> _Entries provided_:
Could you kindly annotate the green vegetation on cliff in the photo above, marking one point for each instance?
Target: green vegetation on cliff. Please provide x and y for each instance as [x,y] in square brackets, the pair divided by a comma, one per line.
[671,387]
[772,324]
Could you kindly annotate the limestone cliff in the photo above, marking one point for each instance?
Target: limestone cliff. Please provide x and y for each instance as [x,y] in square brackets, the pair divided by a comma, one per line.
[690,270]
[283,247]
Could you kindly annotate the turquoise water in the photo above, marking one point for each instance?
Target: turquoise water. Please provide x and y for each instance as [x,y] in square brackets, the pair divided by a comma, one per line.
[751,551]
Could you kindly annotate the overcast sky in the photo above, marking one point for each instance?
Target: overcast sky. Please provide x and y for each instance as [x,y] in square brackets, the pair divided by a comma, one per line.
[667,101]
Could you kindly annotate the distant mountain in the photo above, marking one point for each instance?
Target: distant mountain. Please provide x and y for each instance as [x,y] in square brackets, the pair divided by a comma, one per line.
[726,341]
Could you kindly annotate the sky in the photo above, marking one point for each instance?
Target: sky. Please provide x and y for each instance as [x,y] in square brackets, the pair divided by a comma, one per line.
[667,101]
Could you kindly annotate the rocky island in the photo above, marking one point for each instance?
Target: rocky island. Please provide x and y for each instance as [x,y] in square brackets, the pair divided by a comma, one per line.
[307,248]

> _Stated goal_: Would you reproduce all the entries exactly?

> _Solution_:
Could you kindly annotate the green vegetation on cliff in the photo above, marking one point for each instance?
Target: green vegetation on cliff. Please provide x and y for each instance as [x,y] in square brackets, the pair divided by a comma, one per line.
[671,387]
[772,324]
Could you kindly annotate the limestone cliff in the photo above, marking one point for each instance?
Target: limestone cliff. Please provide x and y for each instance as [x,y] in square brackets, the pair divided by a comma, one per line.
[690,270]
[283,247]
Could you kindly annotate the turquoise water in the photo above, marking one point for each instance?
Target: turquoise water. Please provide x and y for each instance as [x,y] in square brackets, the pair divided by a comma, one per line.
[751,551]
Could you kindly annotate the overcast sky in the photo above, marking one point for each instance?
Target: overcast sky. Please provide x and y for each instance as [x,y] in square brackets, the pair divided by a comma, one per line.
[667,101]
Could you kindly annotate the distant mountain in the photo above, marking one point for each instance?
Target: distant mountain. Please provide x and y for each instance as [x,y] in square brackets, the pair divided by a comma, one per line.
[726,341]
Could you kindly annotate the sky in the photo above, marking one point for each instance?
Target: sky. Please provide x and y for each instance as [x,y] in square brackets, the pair divided by a comma, one per line.
[667,101]
Could you kindly annotate the rocky island in the photo above, marking one point for each instance?
Target: rocky island. Please provide x and y for each instance as [x,y] in square brackets, the pair divided by a comma, one per line.
[307,248]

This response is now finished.